** begin Dataset records **

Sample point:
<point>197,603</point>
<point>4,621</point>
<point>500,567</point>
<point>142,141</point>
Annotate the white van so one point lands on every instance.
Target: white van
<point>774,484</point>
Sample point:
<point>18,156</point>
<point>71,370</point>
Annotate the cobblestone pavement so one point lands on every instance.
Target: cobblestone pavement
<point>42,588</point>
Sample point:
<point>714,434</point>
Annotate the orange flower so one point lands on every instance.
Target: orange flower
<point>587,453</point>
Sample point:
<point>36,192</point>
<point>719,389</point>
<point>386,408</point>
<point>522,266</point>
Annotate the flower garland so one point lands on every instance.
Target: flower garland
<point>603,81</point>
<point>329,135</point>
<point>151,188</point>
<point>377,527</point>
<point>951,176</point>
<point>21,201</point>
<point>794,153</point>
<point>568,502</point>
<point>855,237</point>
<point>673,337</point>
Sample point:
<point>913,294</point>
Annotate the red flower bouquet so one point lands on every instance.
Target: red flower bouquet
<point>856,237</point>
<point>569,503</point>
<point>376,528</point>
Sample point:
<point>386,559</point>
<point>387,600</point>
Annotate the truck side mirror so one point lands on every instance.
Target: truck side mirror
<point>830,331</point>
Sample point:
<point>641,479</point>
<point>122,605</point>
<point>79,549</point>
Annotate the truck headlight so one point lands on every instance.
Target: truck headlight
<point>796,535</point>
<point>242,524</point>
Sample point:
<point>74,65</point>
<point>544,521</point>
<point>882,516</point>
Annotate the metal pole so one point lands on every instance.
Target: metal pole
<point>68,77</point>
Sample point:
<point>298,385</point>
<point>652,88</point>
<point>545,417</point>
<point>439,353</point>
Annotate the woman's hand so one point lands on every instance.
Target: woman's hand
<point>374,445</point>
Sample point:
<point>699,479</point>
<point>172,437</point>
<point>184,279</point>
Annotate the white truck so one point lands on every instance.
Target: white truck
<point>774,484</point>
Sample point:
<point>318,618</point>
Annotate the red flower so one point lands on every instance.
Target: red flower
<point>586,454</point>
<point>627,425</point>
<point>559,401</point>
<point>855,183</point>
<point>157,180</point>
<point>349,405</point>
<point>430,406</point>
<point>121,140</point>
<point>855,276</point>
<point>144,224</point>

** end Dataset records **

## [Given exercise]
Which lines of the data above contain the word "Target", with case counting? Copy each of those lines in full.

## [Task answer]
Target: white van
Target: cobblestone pavement
Target: orange flower
Target: flower garland
Target: red flower bouquet
Target: truck side mirror
Target: truck headlight
Target: metal pole
Target: woman's hand
Target: white truck
Target: red flower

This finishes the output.